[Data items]
=== Begin Enclosure ===

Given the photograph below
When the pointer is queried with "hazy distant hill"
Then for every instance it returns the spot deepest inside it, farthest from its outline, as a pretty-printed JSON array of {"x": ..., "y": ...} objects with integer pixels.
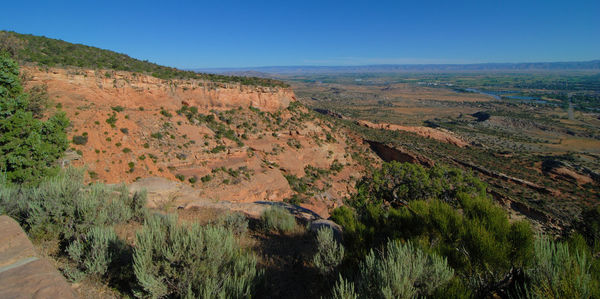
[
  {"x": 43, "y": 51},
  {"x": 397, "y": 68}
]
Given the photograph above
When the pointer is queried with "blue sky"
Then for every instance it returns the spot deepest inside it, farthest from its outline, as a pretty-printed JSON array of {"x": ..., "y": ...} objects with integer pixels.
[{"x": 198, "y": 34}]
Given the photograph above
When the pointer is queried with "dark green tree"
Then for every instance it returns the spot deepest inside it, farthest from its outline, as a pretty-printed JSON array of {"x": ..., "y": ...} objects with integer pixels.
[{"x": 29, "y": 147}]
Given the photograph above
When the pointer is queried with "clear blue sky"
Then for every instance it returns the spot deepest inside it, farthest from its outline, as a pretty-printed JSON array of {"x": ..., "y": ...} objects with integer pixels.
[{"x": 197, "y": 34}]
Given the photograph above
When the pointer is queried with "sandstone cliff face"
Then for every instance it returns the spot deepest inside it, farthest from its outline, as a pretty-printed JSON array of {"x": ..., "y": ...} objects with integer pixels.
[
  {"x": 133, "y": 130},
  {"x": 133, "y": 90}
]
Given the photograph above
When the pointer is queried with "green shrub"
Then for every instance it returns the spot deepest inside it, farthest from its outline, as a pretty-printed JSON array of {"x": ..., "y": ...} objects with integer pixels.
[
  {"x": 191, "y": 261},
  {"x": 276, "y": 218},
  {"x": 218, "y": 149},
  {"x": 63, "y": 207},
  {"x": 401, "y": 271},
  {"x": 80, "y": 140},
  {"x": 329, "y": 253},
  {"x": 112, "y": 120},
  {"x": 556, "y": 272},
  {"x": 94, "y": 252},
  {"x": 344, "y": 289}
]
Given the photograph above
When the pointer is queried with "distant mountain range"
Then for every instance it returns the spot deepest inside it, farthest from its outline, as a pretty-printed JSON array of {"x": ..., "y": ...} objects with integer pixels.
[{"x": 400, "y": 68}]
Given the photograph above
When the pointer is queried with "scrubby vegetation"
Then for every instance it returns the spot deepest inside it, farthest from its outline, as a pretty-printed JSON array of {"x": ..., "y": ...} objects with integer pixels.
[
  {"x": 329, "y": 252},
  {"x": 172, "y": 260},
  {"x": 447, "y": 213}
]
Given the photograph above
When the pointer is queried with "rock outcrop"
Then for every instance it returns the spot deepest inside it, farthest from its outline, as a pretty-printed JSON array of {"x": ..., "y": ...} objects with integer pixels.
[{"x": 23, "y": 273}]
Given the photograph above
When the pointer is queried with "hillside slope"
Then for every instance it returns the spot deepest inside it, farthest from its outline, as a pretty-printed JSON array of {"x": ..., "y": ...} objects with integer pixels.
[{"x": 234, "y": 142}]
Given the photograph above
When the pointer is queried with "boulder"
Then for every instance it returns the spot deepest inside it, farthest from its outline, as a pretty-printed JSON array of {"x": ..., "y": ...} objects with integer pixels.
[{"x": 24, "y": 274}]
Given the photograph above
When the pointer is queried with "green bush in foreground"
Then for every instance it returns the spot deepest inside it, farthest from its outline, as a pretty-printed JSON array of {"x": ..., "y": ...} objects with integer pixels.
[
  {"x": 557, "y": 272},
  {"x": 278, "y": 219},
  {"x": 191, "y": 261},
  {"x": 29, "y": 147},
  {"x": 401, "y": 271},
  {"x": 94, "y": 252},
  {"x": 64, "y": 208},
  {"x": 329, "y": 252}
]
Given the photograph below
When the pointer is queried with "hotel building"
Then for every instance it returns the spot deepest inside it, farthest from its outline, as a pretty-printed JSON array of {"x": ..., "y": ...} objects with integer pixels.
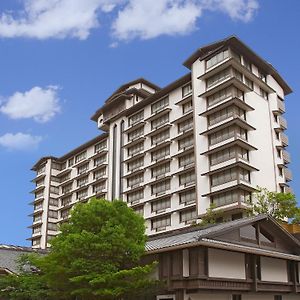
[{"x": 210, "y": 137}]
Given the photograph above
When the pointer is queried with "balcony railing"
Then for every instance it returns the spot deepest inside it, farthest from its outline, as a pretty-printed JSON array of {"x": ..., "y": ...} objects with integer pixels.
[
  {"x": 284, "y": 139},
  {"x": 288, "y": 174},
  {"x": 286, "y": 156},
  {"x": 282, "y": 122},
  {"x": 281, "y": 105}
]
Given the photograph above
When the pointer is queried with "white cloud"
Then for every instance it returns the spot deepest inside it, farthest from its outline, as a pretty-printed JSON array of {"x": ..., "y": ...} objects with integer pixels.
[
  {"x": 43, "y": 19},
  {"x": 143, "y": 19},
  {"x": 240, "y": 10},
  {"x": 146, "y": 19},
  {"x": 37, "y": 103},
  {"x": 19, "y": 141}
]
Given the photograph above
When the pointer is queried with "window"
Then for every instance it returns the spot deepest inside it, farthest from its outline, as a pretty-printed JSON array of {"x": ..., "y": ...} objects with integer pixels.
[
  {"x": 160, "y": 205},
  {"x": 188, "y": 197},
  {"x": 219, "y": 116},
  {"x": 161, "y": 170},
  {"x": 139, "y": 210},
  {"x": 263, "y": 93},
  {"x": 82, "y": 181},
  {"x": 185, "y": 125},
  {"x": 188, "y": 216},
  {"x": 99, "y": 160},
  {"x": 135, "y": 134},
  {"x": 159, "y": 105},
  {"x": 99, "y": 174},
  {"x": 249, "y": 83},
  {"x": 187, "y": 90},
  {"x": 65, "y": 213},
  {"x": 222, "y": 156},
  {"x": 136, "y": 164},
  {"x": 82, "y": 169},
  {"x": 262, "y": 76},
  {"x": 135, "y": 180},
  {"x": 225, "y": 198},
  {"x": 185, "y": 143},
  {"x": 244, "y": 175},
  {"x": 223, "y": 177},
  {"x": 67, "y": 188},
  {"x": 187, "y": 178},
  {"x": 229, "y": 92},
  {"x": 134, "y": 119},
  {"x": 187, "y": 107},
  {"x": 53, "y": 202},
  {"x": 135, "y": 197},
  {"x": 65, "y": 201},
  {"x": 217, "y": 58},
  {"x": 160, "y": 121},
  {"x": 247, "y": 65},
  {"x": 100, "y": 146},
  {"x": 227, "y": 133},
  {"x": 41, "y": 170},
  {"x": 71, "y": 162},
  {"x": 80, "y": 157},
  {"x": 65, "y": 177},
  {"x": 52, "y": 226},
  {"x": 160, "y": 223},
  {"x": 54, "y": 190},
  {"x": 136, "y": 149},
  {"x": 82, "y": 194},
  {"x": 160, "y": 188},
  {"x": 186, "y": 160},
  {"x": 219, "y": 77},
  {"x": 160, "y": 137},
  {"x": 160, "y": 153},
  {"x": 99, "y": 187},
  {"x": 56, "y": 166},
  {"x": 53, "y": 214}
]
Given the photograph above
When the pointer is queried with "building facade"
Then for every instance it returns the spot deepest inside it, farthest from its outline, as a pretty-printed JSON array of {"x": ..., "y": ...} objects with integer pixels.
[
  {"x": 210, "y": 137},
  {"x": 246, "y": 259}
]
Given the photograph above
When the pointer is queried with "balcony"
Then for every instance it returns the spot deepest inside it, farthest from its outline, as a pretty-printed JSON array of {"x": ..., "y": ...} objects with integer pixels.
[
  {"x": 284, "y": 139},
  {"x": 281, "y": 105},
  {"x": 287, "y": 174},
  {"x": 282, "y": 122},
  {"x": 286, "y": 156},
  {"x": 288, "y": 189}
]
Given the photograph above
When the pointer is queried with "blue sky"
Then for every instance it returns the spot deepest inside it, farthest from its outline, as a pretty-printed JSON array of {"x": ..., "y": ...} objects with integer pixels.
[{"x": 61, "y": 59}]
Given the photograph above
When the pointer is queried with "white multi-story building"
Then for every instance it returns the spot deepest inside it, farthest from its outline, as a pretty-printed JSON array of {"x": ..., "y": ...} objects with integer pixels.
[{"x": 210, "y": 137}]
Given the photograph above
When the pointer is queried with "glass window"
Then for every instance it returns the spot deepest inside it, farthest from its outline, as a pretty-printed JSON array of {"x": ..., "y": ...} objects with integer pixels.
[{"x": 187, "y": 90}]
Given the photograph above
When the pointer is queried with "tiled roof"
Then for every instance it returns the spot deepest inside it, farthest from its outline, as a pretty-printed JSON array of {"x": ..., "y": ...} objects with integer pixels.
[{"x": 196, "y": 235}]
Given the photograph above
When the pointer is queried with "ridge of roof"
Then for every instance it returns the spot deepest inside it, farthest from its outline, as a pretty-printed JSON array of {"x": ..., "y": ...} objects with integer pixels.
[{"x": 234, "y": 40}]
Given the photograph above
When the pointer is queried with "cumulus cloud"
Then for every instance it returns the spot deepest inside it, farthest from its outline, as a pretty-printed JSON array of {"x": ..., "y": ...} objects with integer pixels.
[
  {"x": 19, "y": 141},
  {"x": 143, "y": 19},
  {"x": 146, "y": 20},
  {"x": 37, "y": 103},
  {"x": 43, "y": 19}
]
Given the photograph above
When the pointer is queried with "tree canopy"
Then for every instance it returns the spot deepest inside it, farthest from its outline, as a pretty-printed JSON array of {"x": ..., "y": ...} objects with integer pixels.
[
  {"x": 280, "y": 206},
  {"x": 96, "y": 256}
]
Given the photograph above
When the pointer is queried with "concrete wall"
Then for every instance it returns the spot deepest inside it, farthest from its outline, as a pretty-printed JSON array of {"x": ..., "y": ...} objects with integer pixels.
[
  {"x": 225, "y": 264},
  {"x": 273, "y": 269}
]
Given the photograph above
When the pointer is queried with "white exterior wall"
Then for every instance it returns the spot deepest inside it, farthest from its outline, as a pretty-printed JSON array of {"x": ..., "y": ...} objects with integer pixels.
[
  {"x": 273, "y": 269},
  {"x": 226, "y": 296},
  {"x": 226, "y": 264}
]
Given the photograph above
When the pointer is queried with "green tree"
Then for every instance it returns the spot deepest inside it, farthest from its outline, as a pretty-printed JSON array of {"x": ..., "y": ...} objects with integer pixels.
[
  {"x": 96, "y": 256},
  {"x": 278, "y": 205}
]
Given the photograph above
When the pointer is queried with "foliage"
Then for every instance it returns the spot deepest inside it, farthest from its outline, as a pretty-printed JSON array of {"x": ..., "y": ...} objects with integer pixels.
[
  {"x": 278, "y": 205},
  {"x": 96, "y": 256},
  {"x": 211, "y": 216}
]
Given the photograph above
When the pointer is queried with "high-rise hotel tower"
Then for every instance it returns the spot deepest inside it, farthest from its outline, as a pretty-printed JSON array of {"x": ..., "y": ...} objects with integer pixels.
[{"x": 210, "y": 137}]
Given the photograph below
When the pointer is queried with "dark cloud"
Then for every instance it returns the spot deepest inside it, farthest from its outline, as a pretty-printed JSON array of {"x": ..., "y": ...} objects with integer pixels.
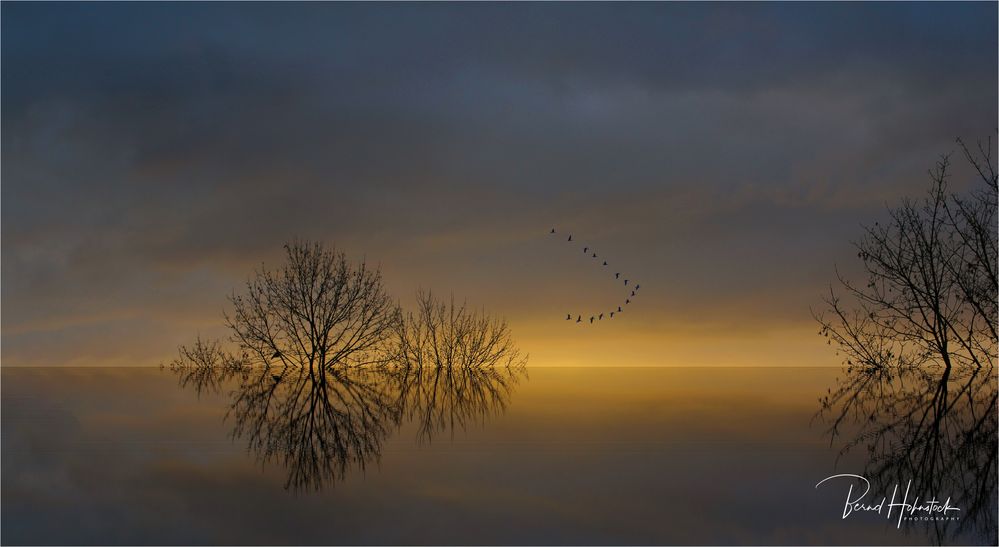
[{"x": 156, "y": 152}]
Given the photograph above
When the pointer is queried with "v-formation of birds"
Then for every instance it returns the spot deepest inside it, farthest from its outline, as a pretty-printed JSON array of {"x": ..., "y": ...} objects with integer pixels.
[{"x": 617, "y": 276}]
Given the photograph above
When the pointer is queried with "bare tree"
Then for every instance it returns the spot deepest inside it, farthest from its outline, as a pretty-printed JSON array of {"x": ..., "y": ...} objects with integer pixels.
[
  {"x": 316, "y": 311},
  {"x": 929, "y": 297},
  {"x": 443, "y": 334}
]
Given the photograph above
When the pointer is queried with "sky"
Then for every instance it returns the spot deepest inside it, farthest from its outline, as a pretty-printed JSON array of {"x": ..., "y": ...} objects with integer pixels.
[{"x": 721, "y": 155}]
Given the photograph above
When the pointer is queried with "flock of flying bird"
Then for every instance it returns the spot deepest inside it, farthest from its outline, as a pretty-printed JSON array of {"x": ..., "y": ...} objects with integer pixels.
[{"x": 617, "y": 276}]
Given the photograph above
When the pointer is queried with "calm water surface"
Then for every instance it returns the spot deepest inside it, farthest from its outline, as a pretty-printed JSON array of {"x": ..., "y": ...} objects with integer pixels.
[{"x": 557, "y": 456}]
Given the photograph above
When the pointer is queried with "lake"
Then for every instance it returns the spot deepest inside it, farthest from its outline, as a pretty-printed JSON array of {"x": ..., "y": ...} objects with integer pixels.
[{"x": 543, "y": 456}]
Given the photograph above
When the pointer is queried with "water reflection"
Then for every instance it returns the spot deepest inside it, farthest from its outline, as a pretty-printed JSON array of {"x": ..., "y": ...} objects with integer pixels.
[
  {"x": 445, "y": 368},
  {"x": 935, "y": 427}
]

=== End Enclosure ===

WORK ITEM —
Search the entries for the string "balcony". Copy every line that has it.

WRITTEN ANSWER —
When the pointer is queried with "balcony railing"
When the pointer is queried with "balcony"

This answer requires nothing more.